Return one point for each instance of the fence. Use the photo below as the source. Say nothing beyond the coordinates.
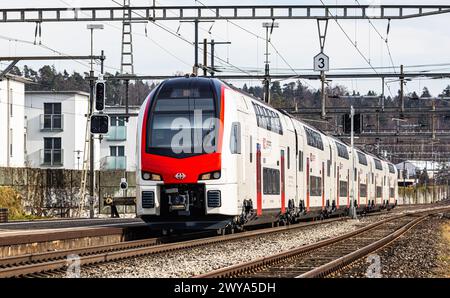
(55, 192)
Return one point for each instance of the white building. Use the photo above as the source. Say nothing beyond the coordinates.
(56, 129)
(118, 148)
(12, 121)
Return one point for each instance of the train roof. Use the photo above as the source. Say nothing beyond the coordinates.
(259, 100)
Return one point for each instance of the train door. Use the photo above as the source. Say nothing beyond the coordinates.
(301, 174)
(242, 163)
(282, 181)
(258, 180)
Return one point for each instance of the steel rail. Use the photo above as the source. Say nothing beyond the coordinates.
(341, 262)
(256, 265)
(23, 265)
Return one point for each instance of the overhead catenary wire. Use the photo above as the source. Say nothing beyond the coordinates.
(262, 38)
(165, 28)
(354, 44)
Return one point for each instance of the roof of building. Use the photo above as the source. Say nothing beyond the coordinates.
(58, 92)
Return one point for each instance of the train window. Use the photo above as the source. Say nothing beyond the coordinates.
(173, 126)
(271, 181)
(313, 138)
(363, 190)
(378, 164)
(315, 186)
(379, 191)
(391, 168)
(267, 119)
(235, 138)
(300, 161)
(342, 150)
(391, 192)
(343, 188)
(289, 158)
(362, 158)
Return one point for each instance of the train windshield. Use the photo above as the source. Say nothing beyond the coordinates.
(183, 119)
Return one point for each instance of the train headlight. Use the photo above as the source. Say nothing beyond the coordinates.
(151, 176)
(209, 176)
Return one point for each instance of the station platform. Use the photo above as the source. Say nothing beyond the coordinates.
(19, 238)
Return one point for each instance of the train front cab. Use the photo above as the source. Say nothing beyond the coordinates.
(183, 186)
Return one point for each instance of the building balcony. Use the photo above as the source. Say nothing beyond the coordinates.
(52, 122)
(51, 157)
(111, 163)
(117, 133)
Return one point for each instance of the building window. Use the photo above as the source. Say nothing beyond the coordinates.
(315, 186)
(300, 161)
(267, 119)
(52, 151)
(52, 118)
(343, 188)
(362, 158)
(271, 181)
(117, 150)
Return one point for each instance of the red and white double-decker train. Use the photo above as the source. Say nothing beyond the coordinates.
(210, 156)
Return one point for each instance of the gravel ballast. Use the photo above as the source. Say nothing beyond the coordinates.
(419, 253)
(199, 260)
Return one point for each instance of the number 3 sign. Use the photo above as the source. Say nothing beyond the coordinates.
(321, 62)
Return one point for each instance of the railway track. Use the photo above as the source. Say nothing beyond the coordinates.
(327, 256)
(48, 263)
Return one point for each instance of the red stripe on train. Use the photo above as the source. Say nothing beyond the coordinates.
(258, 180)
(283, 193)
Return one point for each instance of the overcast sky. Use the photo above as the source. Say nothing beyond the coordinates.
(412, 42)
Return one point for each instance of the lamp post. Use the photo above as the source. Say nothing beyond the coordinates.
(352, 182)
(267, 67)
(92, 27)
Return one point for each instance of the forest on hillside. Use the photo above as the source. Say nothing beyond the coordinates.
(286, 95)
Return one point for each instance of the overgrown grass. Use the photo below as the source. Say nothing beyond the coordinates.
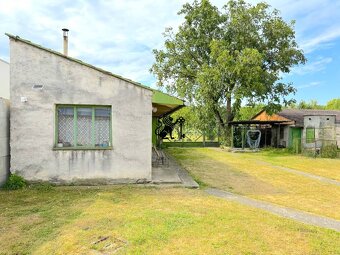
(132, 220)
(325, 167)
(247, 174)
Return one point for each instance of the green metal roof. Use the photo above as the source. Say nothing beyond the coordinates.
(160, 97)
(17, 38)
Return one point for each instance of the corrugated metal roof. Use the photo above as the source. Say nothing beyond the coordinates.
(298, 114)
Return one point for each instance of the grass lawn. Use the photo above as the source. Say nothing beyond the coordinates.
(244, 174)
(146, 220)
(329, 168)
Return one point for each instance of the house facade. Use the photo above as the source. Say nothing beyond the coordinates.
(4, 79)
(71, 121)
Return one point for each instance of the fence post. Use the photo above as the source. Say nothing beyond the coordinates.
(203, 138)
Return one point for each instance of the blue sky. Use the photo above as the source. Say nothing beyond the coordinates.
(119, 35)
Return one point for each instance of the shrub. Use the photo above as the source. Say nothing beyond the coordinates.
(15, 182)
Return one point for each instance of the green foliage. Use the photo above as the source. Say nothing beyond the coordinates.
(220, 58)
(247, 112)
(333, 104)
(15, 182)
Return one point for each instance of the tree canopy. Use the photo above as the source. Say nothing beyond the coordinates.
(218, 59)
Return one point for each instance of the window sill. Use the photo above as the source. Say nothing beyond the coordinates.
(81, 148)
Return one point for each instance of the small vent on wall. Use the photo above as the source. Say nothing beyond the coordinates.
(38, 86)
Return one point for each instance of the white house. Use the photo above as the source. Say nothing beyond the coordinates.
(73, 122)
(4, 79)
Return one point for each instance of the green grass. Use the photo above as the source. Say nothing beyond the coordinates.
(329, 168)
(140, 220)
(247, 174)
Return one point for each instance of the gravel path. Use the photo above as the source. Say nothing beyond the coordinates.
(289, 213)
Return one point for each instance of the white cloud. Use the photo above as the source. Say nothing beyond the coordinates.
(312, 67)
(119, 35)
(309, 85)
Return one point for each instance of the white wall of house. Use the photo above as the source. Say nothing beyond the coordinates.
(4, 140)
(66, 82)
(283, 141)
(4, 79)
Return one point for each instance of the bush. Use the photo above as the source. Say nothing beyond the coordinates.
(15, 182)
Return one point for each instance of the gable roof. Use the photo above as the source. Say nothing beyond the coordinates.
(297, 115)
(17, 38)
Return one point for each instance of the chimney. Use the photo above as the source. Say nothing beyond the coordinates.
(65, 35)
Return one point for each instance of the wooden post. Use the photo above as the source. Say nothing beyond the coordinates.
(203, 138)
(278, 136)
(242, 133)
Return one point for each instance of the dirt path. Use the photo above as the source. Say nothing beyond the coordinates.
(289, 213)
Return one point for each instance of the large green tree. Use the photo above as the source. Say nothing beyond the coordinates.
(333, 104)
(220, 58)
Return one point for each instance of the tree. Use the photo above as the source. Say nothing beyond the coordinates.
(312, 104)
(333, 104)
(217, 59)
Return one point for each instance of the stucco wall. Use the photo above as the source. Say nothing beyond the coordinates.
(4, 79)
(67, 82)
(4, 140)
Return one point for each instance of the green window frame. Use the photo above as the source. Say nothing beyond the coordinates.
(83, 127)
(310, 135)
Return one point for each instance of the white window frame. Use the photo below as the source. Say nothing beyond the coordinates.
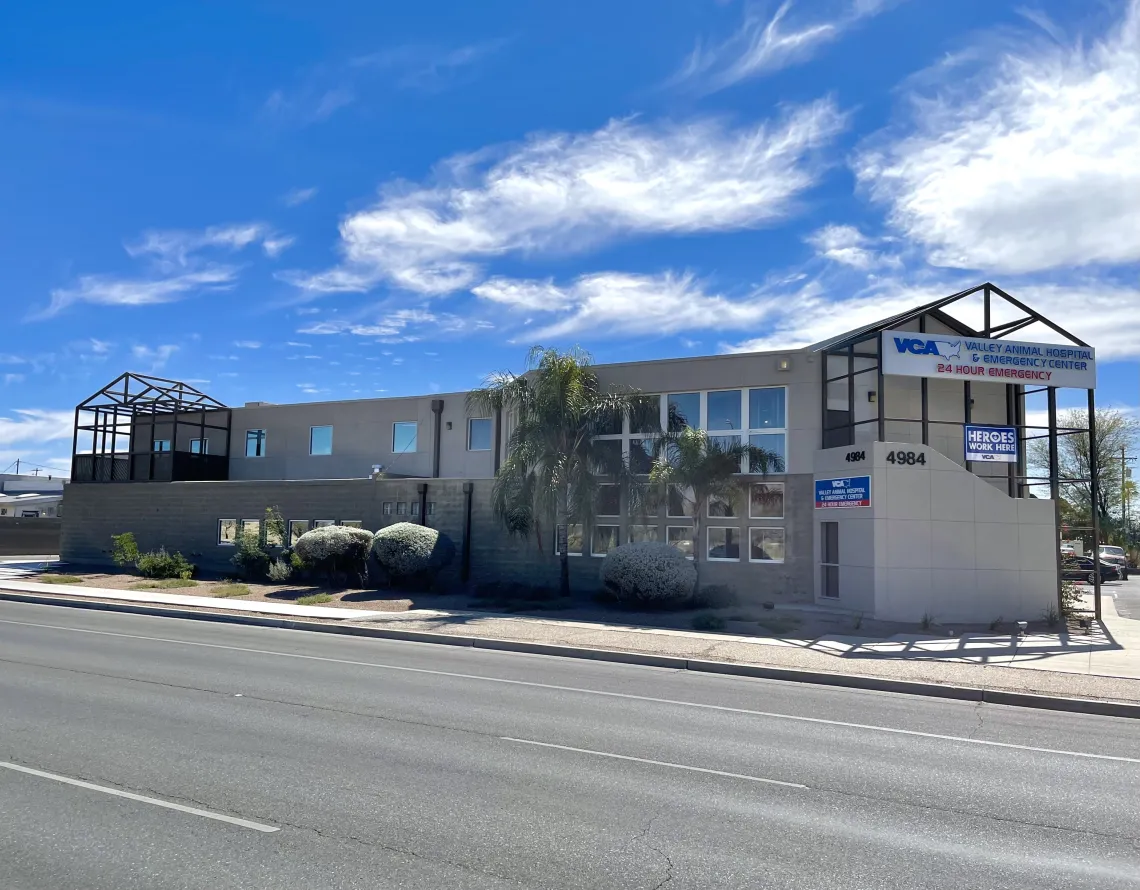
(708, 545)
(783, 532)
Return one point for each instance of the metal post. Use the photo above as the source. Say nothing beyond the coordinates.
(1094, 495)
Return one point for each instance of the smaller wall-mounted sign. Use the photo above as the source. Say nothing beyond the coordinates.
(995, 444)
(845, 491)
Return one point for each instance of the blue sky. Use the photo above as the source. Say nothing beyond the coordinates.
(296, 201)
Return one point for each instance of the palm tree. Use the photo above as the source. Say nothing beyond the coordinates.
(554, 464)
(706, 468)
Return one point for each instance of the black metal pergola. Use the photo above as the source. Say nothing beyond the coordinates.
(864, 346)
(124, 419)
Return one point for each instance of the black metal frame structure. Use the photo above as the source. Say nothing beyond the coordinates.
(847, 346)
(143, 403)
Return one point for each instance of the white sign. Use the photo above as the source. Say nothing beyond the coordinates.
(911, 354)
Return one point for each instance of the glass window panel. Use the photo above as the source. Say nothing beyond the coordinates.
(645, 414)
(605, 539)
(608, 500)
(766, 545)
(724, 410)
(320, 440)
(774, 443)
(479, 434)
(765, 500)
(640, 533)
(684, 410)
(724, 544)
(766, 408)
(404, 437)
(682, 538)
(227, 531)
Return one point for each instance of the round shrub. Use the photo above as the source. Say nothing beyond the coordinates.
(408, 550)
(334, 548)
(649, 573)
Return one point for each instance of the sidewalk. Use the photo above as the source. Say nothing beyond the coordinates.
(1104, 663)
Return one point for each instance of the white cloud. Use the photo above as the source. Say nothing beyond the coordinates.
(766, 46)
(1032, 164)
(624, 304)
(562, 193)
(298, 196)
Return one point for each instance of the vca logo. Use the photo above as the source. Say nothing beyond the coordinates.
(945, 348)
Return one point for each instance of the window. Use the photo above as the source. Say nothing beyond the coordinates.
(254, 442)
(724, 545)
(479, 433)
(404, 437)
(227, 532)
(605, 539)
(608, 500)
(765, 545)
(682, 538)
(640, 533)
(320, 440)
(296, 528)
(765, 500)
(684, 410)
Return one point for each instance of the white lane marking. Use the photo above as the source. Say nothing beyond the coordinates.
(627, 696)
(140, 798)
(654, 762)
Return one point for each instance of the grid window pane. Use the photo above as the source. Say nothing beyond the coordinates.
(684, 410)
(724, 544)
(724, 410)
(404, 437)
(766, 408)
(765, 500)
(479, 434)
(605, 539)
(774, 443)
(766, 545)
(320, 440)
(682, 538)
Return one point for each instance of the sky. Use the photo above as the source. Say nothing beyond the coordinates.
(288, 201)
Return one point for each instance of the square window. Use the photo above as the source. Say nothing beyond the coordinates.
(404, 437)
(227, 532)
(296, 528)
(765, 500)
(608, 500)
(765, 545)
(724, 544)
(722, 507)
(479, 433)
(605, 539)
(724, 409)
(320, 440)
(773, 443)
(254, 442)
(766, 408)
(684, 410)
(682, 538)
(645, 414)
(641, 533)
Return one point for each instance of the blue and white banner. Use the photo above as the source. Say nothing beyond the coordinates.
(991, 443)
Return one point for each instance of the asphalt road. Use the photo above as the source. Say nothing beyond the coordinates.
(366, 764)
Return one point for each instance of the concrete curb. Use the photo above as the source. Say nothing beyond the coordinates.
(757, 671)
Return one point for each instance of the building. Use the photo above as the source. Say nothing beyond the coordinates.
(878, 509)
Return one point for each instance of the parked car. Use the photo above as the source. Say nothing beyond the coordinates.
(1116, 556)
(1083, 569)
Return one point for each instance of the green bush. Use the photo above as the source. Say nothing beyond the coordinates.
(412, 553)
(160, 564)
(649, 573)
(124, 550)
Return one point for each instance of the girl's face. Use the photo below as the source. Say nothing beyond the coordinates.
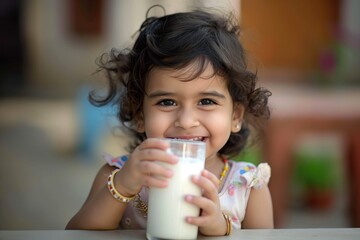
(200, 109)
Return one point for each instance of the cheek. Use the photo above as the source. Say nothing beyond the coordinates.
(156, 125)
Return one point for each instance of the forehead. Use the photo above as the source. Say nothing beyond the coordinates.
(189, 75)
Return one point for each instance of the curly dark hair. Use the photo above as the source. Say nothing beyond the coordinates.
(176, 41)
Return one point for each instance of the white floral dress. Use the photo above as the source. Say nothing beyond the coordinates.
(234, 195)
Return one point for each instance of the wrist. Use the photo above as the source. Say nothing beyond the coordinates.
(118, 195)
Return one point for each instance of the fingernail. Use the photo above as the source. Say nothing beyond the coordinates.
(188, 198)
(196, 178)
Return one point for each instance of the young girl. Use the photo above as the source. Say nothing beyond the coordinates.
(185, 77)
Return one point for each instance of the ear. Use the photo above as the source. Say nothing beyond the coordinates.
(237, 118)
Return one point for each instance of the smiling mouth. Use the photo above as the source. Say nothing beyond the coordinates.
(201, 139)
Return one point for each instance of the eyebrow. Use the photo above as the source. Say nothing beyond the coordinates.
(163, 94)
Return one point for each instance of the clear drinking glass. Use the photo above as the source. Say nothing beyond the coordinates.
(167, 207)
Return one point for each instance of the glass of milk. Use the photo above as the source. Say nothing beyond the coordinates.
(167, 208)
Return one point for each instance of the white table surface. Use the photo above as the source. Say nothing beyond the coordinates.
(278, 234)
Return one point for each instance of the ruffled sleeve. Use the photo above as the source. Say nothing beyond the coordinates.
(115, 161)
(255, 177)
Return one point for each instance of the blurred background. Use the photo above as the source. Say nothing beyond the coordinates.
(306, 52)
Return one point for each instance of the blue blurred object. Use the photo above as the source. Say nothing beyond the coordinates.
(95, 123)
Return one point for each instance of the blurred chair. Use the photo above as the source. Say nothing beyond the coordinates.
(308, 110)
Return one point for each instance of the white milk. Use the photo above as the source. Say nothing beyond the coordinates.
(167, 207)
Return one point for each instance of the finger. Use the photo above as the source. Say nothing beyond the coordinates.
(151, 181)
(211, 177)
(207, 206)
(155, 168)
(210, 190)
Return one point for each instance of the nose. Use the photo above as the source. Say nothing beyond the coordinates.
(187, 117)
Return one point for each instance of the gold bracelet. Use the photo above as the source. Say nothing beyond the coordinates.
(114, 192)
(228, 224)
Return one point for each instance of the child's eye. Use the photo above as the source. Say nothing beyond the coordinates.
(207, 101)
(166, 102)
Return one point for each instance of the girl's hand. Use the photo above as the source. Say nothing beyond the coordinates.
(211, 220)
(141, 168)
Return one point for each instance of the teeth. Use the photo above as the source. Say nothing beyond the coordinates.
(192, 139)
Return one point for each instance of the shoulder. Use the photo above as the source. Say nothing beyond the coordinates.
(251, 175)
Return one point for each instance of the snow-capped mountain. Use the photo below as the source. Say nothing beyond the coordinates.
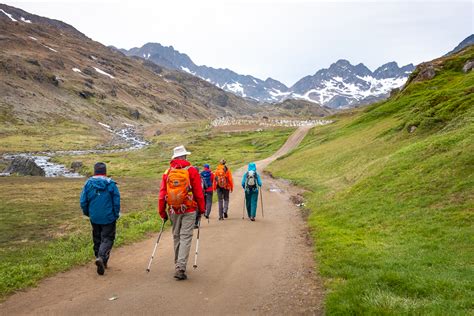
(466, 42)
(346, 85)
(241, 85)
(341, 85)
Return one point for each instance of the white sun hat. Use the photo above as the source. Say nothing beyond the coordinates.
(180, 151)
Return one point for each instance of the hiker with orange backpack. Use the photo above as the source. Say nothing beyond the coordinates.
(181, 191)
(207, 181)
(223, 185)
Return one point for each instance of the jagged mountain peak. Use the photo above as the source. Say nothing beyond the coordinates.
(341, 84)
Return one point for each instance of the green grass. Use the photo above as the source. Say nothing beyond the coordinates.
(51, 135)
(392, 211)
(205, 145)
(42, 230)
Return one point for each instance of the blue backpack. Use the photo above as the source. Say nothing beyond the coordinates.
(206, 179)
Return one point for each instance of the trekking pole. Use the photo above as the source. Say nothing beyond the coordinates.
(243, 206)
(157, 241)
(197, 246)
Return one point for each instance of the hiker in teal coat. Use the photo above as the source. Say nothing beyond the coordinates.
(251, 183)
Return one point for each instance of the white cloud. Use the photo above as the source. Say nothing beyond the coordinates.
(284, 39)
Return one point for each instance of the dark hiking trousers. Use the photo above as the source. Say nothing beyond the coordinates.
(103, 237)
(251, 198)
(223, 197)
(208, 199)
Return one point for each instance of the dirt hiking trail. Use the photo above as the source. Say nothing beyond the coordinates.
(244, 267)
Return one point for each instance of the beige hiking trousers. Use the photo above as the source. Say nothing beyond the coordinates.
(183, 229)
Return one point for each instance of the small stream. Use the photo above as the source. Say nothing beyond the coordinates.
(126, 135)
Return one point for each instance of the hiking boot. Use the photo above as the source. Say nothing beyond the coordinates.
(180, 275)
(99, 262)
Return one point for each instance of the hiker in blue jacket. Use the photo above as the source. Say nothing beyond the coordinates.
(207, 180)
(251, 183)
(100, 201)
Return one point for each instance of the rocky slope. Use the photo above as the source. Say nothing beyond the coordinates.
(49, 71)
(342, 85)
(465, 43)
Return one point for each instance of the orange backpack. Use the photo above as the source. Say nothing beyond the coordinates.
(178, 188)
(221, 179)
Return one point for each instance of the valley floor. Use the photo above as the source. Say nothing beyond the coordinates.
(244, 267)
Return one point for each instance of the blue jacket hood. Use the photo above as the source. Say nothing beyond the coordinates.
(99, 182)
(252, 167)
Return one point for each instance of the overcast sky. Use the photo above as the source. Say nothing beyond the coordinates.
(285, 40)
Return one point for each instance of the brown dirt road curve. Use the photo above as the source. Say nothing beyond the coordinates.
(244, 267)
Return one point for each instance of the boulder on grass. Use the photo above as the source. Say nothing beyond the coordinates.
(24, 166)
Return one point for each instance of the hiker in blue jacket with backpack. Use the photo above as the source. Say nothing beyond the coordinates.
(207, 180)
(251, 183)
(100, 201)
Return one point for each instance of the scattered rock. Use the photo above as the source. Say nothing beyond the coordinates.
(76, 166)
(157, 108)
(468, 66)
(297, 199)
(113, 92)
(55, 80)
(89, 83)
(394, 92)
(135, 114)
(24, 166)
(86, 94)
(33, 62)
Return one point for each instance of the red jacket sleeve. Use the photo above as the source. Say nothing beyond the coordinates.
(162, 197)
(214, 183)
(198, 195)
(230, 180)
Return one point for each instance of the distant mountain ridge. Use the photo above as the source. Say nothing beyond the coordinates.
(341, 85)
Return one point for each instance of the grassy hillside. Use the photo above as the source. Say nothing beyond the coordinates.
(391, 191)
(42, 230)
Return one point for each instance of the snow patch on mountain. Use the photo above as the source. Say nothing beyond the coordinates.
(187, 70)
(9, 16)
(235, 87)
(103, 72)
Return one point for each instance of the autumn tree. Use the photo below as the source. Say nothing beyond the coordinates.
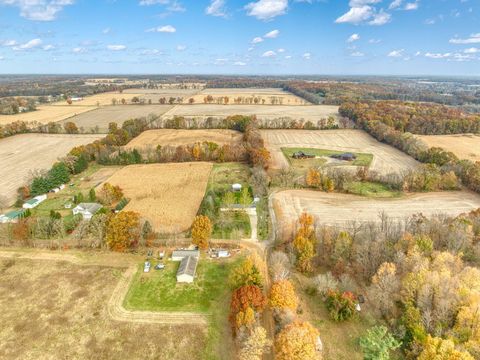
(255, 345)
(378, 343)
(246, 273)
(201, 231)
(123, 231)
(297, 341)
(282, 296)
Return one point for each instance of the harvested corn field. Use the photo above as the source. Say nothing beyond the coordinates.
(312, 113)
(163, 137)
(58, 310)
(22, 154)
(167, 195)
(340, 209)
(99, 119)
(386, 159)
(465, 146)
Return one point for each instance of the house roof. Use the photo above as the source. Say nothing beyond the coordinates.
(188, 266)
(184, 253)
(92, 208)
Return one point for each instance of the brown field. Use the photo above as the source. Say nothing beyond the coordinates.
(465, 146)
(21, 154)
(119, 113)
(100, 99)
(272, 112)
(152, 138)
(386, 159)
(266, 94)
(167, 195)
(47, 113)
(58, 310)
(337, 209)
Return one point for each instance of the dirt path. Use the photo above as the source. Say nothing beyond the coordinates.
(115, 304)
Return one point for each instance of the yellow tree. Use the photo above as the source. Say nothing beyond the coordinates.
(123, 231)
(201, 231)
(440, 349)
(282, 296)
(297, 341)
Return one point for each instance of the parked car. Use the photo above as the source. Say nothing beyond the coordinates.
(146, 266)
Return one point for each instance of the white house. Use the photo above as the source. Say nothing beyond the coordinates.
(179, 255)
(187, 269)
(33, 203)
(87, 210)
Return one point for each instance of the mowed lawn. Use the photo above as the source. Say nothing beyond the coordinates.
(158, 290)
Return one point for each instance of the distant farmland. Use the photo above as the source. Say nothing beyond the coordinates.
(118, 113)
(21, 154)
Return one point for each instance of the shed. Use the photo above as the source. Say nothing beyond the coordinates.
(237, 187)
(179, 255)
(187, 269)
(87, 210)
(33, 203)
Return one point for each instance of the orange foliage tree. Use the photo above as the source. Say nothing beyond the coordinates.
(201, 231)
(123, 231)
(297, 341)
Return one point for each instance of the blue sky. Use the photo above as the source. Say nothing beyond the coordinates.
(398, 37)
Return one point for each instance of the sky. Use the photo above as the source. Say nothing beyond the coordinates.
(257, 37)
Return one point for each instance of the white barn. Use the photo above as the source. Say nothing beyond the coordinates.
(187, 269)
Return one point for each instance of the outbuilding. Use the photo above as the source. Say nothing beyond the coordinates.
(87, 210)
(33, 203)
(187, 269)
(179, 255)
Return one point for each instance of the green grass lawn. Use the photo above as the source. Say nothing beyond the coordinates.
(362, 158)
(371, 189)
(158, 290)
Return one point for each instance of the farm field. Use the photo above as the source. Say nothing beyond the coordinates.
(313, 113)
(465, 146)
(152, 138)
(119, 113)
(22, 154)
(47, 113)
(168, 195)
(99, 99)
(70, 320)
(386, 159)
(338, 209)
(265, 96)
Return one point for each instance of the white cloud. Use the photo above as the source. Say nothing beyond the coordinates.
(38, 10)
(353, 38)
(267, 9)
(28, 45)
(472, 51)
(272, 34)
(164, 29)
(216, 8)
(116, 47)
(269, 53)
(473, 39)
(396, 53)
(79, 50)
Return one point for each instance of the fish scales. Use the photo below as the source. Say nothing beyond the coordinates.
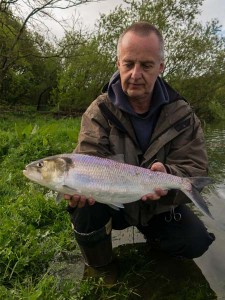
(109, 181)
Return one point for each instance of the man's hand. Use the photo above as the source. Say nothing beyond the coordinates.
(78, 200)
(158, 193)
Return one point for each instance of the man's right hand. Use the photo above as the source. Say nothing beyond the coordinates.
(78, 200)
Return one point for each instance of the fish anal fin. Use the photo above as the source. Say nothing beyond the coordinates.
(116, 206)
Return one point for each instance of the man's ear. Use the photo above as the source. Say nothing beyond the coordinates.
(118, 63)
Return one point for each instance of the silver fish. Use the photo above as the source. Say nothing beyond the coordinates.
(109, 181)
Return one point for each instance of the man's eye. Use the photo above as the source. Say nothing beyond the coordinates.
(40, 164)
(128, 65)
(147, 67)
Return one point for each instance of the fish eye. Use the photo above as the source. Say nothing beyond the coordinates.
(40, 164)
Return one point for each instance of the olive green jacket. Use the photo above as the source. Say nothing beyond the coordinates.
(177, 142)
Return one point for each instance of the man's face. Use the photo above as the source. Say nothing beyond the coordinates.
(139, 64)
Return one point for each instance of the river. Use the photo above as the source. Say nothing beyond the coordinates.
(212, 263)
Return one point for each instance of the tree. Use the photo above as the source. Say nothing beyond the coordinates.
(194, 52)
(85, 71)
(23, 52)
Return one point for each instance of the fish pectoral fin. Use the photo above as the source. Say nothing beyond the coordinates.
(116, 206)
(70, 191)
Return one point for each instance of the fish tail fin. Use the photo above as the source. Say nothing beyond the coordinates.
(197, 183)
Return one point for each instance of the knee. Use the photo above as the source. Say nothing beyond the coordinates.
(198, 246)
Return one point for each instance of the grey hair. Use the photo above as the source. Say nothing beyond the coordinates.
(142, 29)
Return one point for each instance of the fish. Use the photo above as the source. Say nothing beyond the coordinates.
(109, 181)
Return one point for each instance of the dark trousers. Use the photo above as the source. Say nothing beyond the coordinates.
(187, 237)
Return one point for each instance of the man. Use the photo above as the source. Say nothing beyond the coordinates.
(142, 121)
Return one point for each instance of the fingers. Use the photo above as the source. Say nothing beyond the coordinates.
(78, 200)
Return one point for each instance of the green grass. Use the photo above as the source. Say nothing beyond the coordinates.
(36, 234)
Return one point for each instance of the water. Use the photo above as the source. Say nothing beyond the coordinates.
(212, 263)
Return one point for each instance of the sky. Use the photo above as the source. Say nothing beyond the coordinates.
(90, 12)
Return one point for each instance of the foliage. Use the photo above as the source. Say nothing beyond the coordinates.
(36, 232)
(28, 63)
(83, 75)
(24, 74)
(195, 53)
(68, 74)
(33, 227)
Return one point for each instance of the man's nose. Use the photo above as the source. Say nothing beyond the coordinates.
=====
WRITTEN INSTRUCTION >>
From the items above, print everything from the line containing "Return one point for each instance of the metal" down to the line containing "(1094, 495)", word for word and with both of those lines included.

ANSWER FOR THIS EXERCISE >>
Return one point for each instance of the metal post. Use the photo above as the source. Say nothing beyond the coordinates.
(1094, 495)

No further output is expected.